**Task to complete**
Could you change "Locate" to "Find" throughout all the records below, keeping everything else the same and leaving the pictures out of your answer?

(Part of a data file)

=-=-=-=-=

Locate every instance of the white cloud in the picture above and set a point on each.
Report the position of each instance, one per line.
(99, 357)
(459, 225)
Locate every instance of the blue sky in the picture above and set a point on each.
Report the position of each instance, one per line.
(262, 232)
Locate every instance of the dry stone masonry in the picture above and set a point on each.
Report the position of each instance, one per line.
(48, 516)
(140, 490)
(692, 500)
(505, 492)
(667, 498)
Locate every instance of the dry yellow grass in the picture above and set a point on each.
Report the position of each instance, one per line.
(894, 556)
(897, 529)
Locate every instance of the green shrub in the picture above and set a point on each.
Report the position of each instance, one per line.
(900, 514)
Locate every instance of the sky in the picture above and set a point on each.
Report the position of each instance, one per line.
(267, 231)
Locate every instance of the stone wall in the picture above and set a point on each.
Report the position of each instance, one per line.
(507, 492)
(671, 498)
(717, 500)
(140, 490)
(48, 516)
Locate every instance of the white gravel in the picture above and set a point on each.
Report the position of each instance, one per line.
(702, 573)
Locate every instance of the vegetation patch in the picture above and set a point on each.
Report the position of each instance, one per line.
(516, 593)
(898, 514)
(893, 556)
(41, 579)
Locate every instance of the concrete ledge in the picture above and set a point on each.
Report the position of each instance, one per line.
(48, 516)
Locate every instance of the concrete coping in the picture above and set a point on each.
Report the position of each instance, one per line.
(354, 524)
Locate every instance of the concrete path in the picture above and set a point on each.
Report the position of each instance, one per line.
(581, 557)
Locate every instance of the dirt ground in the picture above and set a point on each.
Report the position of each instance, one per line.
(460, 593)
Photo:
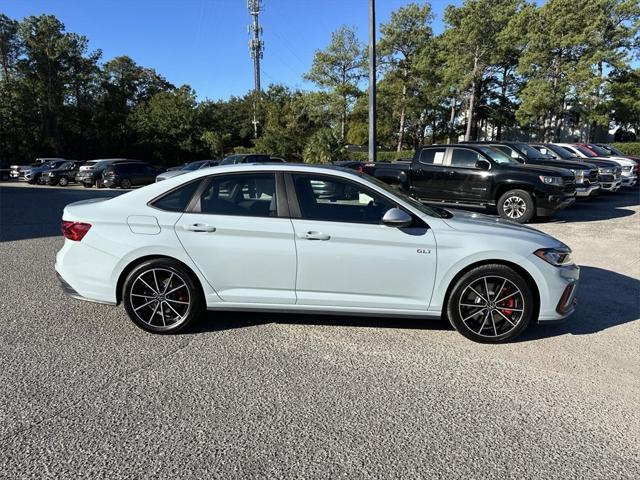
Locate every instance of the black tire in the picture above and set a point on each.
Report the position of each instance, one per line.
(479, 325)
(186, 301)
(516, 205)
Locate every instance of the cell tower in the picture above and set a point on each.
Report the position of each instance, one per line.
(256, 47)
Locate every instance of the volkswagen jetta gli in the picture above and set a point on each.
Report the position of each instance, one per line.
(295, 238)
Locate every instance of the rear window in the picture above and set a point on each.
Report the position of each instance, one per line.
(178, 199)
(431, 156)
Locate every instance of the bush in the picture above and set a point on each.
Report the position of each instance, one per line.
(629, 148)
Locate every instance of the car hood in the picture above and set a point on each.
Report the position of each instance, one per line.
(171, 173)
(566, 164)
(472, 222)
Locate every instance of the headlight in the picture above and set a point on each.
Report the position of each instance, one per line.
(555, 256)
(550, 180)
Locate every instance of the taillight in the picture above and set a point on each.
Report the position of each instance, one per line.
(74, 230)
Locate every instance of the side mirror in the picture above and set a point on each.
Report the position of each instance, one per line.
(483, 164)
(397, 218)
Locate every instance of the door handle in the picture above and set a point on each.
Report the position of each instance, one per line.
(199, 227)
(314, 236)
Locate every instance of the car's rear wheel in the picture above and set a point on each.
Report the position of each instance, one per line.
(517, 206)
(161, 296)
(491, 304)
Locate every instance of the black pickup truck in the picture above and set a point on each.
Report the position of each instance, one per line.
(480, 176)
(586, 174)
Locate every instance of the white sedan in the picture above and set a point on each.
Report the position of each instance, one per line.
(296, 238)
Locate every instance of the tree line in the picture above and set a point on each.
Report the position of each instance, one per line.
(499, 69)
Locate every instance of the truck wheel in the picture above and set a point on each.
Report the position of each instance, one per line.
(517, 206)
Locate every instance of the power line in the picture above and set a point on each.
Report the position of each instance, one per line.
(256, 47)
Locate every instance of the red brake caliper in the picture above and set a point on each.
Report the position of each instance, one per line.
(509, 303)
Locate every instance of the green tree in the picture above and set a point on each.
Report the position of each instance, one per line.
(403, 38)
(339, 69)
(472, 41)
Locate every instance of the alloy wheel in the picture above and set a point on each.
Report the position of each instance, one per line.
(491, 306)
(514, 207)
(160, 298)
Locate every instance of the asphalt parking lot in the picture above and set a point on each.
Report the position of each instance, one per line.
(84, 393)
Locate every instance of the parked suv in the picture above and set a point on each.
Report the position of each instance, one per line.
(609, 172)
(480, 175)
(127, 175)
(90, 173)
(63, 175)
(586, 174)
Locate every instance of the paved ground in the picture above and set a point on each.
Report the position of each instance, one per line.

=-=-=-=-=

**Exercise response**
Find every instance of the white cloud in the picture above and set a point on each.
Report the position of each instance, one per line.
(99, 357)
(459, 225)
Find every instance of the blue sky in the picture above and set a point on each.
Report the position of each instance, one per line.
(262, 232)
Find every instance of the dry stone masonry in the picture above and set a point on each.
Report the position of each instance, one per line.
(48, 516)
(140, 490)
(692, 500)
(505, 492)
(667, 498)
Find every instance of the dry yellow grass in the picture above and set a point on each.
Report the position of each instance, one per line.
(894, 556)
(897, 529)
Find every instance of the green shrub in the picture above and set a point on each.
Report the position of each instance, one per line.
(900, 514)
Find every instance of the sky in the picture above and set a point on each.
Report the position of each instance, one per line.
(267, 231)
Find every instance of the stone wall in the picture above and set a point on each.
Report the position of each instance, one per line.
(507, 492)
(671, 498)
(717, 500)
(140, 490)
(48, 516)
Find every instance of the white gravel in the picture above and set a point on each.
Report the position of each instance, one per line.
(702, 573)
Find every instance of the vegetation patch in the picture above and set a point on each.
Report the position of each instance, one per line.
(516, 593)
(898, 514)
(893, 556)
(41, 579)
Find every instance of the concrete ledge in the picture above and set a point on each.
Report the position of each instance, one per line.
(48, 516)
Find every instance of the concrete coping in the picture above and set a point on each.
Report the position of each instance, one per line.
(354, 524)
Find every instance of the concrete path in the picture above and set a point on each.
Report the position of each instance, one per line.
(581, 557)
Find every instance of the dirt ground in the picture above and set a point on each.
Report the position of each instance, one per line.
(460, 593)
Photo:
Find every instance of the black tire in the picture above and set a point on each.
Report the position of each instance, one per line.
(479, 325)
(186, 301)
(516, 205)
Find every instance of the cell tower in the picture above and set a point on each.
Report the position of each instance, one per line.
(256, 47)
Find every instance of the volkswagen jetta gli in the picture above and set a point on each.
Report the position of each instance, one per line.
(295, 238)
Find every instance of the rear window in the picture above and set a point on each.
Report the position of each instance, one per line.
(178, 199)
(431, 156)
Find every instance of the bush in the picture above and set a point on each.
Report the position of each instance, one per line.
(629, 148)
Find every instance of the car hood in the picture above and set a point on each.
Report the position of each instance, one per line.
(171, 173)
(566, 164)
(472, 222)
Find every instance of the headlight in the picture above and set a point on each.
Report the position of each instance, one per line.
(555, 256)
(550, 180)
Find every instance of the taillight in the picture above and set a point on each.
Report the position of each instance, one per line.
(74, 230)
Find every instance of the side mirror in the picture above and set a point on each.
Report the position of each instance, one per line.
(483, 164)
(397, 218)
Find every instance of the door handle in the picture above and set a point on each.
Report the position of each instance, one per line.
(199, 227)
(314, 236)
Find every instance of the car's rear wheel in the picture above and set a point on each.
Report the position of each instance, one per line.
(517, 206)
(161, 296)
(491, 304)
Find every instance of the black pickup truck in the picture above and set a point on each.
Report the position of each instance, one per line.
(480, 176)
(586, 174)
Find every instance of the white sedan in the picture above and set a point on each.
Report the position of each instance, one per line.
(296, 238)
Find every instance of the tree line in the picture above and set a point on each.
Report the position of each instance, one per line.
(499, 69)
Find every instance of the truck wheel in the picture above and set a point on each.
Report the position of each instance, one per line.
(517, 206)
Find every instance of the power line in the picture above and set a point on each.
Report the position of each instance, one per line.
(256, 47)
Find every instance of the red brake caliper in the picture above and set a point on each.
Report the position of each instance, one per line.
(509, 303)
Find every instance of the green tree in the picture above and set a point on each.
Report the position of each instance, one per line.
(403, 38)
(339, 69)
(472, 41)
Find every instance of the alloy wheel in the picture above and set a point on each.
Report the position of each instance, one per line.
(491, 306)
(514, 207)
(160, 298)
Find every instance of the asphalt parking lot in the picture above and set a point on each.
Report the position of each instance, one per line.
(84, 393)
Find every instance of the parked suv in the picture above and set a point on each.
Report the position of each instance, one per line.
(609, 172)
(480, 175)
(127, 175)
(90, 173)
(63, 175)
(586, 174)
Find every instance of the paved ground in the picture above and set a point on each.
Report the position of each instance, one per line.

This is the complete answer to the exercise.